**Recorded data**
▼

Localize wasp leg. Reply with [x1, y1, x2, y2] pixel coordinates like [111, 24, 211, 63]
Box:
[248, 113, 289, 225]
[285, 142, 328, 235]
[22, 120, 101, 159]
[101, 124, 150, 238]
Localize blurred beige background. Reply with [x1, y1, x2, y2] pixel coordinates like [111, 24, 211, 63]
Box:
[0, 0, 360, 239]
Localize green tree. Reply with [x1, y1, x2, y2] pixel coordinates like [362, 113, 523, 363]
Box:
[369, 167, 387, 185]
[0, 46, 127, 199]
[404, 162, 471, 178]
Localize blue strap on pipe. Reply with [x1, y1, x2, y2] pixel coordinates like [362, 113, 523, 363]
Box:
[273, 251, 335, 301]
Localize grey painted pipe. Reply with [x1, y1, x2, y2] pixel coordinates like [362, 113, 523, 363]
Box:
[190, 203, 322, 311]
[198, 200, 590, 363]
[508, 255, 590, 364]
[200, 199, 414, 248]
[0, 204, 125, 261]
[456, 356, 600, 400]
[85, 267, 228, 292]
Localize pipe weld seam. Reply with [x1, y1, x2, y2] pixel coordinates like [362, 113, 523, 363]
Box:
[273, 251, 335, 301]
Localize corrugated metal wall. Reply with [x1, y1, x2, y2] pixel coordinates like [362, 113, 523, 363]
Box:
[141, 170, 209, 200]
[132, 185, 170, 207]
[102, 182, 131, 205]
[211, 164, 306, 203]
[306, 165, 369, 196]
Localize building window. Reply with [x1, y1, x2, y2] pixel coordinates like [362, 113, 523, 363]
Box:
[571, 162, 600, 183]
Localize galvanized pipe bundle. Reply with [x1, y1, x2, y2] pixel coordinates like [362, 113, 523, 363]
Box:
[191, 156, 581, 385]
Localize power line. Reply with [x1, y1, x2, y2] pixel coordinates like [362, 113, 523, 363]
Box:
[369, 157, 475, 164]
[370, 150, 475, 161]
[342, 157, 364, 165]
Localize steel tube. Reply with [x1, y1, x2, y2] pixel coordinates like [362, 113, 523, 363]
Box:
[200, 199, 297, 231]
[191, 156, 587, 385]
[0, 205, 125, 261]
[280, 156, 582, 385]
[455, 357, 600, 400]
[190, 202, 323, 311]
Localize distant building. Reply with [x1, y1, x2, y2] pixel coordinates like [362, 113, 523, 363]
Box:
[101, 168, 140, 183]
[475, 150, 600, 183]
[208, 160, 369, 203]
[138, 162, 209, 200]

▲

**Short exercise**
Can you turn the lines from the one containing "Localize pipe weld" through the end of the items, inclusive, into a Markdown table with a "Row" column for the row number and a "Text" column for the line, omitting any blank lines?

**Exercise output**
| Row | Text |
|---|---|
| 1 | Localize pipe weld seam. Reply with [x1, y1, x2, y2] pixel coordinates like [362, 113, 523, 363] |
| 2 | Box: |
| 3 | [273, 251, 335, 301] |
| 4 | Localize corrugated metal wall. Reply with [x1, y1, x2, y2] pixel coordinates like [362, 113, 523, 363] |
| 5 | Box: |
| 6 | [141, 170, 209, 200] |
| 7 | [132, 185, 170, 207] |
| 8 | [102, 182, 131, 205] |
| 9 | [211, 164, 306, 203] |
| 10 | [306, 165, 369, 196] |
| 11 | Localize building window. Reply with [x1, y1, x2, y2] pixel coordinates like [362, 113, 523, 363] |
| 12 | Box: |
| 13 | [571, 162, 600, 183] |
| 14 | Localize galvanized pipe bundle. Reply with [x1, y1, x2, y2] pixel coordinates like [362, 113, 523, 363] |
| 15 | Box: |
| 16 | [191, 156, 581, 385] |
| 17 | Localize power line. Reply with [x1, y1, x2, y2] pixel coordinates like [362, 113, 523, 363] |
| 18 | Box: |
| 19 | [369, 157, 475, 164] |
| 20 | [370, 150, 475, 161] |
| 21 | [342, 157, 364, 165] |
| 22 | Localize steel tube. Reply with [x1, y1, x2, y2] pixel coordinates like [362, 113, 523, 363] |
| 23 | Box: |
| 24 | [200, 199, 297, 231] |
| 25 | [191, 156, 587, 385] |
| 26 | [0, 205, 125, 261] |
| 27 | [280, 156, 582, 385] |
| 28 | [455, 357, 600, 400] |
| 29 | [190, 202, 323, 311] |
| 30 | Localize distant building. Reply with [x1, y1, x2, y2] pixel coordinates like [362, 113, 523, 363] |
| 31 | Box: |
| 32 | [101, 168, 140, 183] |
| 33 | [475, 150, 600, 183] |
| 34 | [208, 160, 369, 203] |
| 35 | [138, 162, 209, 200] |